Count the lines in the records below that contain the string "cabinet", with case counting. Give only the number.

MATERIAL TO PROCESS:
_____

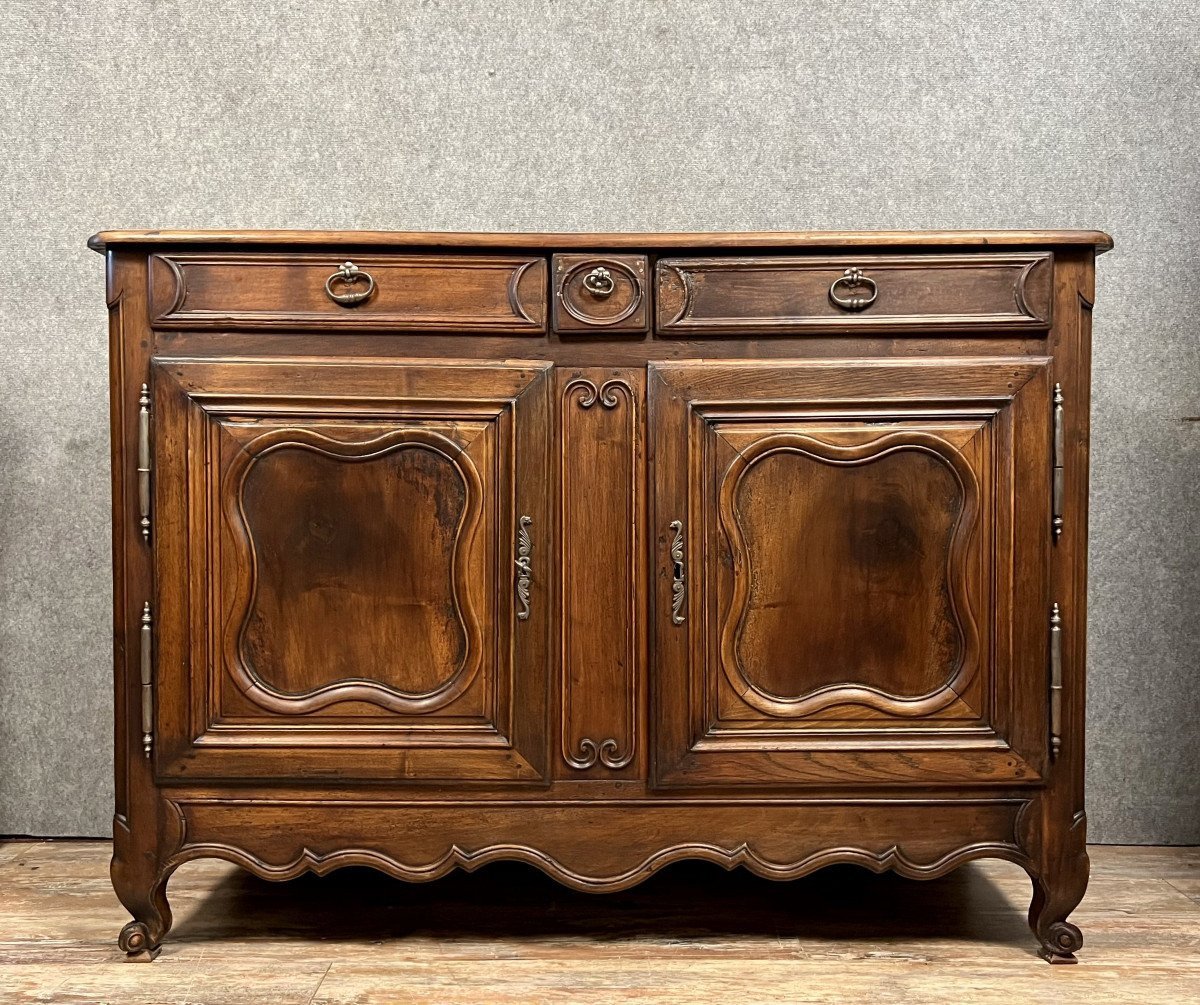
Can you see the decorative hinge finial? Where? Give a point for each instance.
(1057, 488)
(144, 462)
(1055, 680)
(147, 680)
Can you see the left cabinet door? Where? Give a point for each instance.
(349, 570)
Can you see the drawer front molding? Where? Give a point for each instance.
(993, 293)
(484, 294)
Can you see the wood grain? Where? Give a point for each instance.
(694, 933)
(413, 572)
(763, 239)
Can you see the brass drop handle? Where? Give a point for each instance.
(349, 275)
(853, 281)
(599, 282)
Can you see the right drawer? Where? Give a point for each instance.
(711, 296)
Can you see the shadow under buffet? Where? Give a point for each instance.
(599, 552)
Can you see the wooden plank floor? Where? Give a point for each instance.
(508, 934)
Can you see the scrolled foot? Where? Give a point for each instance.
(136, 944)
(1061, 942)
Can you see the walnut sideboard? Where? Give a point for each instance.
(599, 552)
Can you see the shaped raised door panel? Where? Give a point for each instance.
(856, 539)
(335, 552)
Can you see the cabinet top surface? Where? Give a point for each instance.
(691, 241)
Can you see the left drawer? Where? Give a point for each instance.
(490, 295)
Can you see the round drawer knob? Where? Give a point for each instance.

_____

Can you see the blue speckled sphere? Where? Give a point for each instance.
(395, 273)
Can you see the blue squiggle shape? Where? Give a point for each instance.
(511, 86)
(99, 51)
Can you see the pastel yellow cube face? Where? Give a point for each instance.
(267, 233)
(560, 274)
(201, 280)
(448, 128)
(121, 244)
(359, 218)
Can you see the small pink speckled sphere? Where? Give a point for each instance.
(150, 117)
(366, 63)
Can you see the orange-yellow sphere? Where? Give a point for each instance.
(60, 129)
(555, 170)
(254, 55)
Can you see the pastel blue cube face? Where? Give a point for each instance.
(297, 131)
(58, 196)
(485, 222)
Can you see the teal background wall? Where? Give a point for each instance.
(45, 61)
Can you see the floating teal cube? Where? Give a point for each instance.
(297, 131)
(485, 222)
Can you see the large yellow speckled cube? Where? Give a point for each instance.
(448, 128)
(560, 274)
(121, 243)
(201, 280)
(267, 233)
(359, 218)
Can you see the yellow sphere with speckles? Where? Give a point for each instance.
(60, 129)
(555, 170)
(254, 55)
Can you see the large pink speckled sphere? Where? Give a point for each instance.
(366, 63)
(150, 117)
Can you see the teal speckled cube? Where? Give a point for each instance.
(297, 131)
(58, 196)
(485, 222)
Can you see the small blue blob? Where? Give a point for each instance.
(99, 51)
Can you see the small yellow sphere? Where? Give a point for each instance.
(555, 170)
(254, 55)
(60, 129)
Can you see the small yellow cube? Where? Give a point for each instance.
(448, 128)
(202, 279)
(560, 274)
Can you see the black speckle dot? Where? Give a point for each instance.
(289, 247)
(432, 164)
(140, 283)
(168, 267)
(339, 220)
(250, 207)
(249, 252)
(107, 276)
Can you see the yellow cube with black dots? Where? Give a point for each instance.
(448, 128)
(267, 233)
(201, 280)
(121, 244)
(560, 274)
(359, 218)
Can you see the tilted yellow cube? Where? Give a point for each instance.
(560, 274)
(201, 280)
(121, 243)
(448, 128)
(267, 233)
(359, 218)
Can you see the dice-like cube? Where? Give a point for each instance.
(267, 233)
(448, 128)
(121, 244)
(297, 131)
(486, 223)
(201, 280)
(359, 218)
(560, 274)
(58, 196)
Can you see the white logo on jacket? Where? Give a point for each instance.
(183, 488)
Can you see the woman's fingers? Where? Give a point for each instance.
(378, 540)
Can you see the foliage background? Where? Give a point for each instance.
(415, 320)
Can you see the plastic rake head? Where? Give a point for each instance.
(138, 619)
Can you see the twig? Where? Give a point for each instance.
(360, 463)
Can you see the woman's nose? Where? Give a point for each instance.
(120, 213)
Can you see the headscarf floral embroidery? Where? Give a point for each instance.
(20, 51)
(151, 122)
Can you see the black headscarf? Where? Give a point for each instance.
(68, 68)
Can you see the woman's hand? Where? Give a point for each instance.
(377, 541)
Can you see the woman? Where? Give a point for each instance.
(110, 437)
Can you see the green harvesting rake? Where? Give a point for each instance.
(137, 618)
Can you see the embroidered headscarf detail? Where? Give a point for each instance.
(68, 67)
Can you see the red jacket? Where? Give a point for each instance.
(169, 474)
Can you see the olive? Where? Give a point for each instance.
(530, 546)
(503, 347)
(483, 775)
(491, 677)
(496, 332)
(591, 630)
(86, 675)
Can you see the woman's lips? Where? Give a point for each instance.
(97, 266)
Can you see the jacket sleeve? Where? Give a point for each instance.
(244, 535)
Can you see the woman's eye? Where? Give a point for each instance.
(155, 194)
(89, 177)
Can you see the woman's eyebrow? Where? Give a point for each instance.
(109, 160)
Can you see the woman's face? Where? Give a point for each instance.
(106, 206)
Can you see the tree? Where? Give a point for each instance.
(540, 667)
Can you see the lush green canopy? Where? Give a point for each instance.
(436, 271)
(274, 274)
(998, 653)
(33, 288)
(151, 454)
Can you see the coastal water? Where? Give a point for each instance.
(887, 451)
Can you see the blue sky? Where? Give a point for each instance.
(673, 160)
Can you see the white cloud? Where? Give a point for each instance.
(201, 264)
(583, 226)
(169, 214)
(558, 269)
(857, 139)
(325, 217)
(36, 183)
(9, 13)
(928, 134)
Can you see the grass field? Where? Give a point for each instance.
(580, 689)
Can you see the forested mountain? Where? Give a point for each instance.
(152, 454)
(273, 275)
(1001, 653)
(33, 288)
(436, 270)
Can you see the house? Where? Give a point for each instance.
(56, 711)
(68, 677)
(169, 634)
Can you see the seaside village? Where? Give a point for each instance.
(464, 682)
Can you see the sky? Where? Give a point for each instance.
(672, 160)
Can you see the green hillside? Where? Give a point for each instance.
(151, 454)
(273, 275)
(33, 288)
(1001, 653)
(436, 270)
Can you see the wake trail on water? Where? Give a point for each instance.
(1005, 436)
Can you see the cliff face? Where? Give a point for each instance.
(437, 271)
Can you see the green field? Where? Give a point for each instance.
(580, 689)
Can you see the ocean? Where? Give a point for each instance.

_____

TASK RESULT:
2